<<<<
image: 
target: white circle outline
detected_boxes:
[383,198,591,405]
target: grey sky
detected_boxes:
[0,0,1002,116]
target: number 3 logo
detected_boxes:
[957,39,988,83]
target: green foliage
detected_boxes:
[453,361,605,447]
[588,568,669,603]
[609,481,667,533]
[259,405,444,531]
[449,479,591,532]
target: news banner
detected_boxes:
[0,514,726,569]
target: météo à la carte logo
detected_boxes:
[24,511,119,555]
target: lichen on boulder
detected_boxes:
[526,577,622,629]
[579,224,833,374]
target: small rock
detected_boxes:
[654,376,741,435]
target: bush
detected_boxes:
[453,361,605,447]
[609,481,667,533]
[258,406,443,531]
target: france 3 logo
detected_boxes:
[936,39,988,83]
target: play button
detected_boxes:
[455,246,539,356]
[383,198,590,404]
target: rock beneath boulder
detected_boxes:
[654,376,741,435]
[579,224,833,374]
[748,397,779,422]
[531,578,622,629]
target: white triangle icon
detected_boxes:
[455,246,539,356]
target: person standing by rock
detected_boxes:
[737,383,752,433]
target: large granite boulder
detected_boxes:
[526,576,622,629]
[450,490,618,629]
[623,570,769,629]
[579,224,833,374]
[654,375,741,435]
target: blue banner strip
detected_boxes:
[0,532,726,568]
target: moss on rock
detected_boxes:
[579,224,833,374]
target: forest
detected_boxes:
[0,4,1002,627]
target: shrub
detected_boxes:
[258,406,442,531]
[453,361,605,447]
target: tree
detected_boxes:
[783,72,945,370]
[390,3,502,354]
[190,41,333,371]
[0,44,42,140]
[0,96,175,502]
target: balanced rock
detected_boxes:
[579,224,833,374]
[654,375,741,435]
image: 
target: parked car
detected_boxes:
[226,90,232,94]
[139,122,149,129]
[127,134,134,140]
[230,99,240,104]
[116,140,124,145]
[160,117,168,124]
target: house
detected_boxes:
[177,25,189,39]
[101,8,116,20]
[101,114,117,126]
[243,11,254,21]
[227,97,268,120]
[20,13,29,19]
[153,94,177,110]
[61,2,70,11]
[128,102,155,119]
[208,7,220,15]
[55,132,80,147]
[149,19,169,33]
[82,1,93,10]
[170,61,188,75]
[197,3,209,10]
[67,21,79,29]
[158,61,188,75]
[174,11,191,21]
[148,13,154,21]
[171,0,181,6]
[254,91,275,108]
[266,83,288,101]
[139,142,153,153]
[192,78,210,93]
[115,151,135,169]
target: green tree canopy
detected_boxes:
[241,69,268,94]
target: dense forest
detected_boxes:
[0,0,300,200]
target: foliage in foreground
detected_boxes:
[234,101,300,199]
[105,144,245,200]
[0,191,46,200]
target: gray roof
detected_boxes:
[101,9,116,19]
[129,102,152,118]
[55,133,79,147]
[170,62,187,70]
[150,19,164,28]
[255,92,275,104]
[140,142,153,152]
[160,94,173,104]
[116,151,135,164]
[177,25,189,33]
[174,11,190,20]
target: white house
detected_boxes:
>>>>
#### The problem:
Could you retype every one of the lines above, character for character, with nothing changed or left out?

#### Result of the exercise:
image: 
target: white circle outline
detected_boxes:
[383,198,591,405]
target: grey sky
detected_boxes:
[0,0,1002,116]
target: number 3 logo
detected_boxes:
[957,39,988,83]
target: green foliage
detected_boxes:
[453,361,605,447]
[588,568,669,603]
[609,481,667,533]
[259,405,444,531]
[449,479,591,532]
target: news banner
detected_boxes:
[0,514,726,569]
target: météo à la carte logo
detected_boxes:
[24,511,119,555]
target: lichen on boulder
detected_boxes:
[526,577,622,629]
[579,224,833,374]
target: small rock
detected_boxes:
[654,376,741,435]
target: bush
detected_boxes:
[453,361,605,447]
[609,481,667,533]
[258,406,443,531]
target: france 3 logo
detected_boxes:
[936,39,988,83]
target: play button
detected_boxes:
[455,246,539,356]
[383,198,590,404]
target: rock beneath boulder
detected_boxes:
[654,376,741,435]
[579,224,833,374]
[748,397,779,422]
[531,578,622,629]
target: white triangle icon
detected_boxes:
[455,246,539,356]
target: person standing by rock
detected_boxes:
[737,383,752,433]
target: large granite boulder
detected_boxes:
[526,576,622,629]
[450,490,618,629]
[623,570,769,629]
[579,224,833,374]
[654,375,741,435]
target: blue banner strip
detected_boxes:
[0,532,726,568]
target: moss on rock
detected_boxes:
[579,224,833,374]
target: forest
detected_boxes:
[0,4,1002,627]
target: shrub
detected_boxes:
[258,406,442,531]
[453,361,605,447]
target: tree
detected_boxes:
[783,72,945,370]
[390,3,502,354]
[190,41,333,371]
[0,44,42,140]
[0,96,175,502]
target: balanced rock
detected_boxes:
[579,224,833,374]
[654,375,741,435]
image: 
target: parked car
detected_boxes:
[226,90,232,94]
[139,122,149,129]
[127,134,134,140]
[230,99,240,104]
[116,140,124,145]
[160,117,168,124]
target: house
detected_boxes:
[177,25,189,39]
[101,8,116,20]
[101,114,117,126]
[243,11,254,21]
[227,97,268,120]
[20,13,29,19]
[153,94,177,110]
[61,2,70,11]
[128,102,155,119]
[208,7,220,15]
[55,132,80,147]
[149,19,169,33]
[82,1,93,10]
[170,61,188,75]
[197,3,209,10]
[67,21,79,29]
[158,61,188,75]
[174,11,191,21]
[148,13,154,21]
[171,0,181,6]
[254,91,275,108]
[266,83,288,101]
[139,142,153,153]
[192,78,210,93]
[115,151,135,169]
target: green tree canopy
detected_boxes:
[241,69,268,94]
target: dense forest
detected_boxes:
[0,0,300,200]
target: foliage in foreground
detected_boxes:
[234,101,300,199]
[105,144,245,200]
[0,191,46,200]
target: gray roof
detected_boxes:
[101,9,116,19]
[129,102,152,118]
[55,133,79,147]
[170,62,187,70]
[150,19,164,28]
[255,92,275,104]
[140,142,153,152]
[160,94,173,104]
[116,151,135,164]
[177,25,189,33]
[174,11,190,20]
target: white house
detected_boxes:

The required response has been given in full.